## GIVEN REQUEST
Rewrite the listing below with "thin twig" changed to "small branch" and nothing else altered.
Start of ENTRIES PROVIDED
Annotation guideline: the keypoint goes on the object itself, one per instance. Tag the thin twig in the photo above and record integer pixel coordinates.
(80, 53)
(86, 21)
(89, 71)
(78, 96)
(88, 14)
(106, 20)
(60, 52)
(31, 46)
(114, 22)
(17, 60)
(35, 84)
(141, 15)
End of ENTRIES PROVIDED
## EXERCISE RESULT
Annotation guideline: the keypoint goes on the object itself, one per instance. Tag the small branch in the photo above and record integer pixel coordinates.
(80, 53)
(86, 21)
(89, 71)
(78, 96)
(88, 14)
(106, 20)
(60, 52)
(31, 46)
(114, 22)
(17, 60)
(35, 84)
(141, 15)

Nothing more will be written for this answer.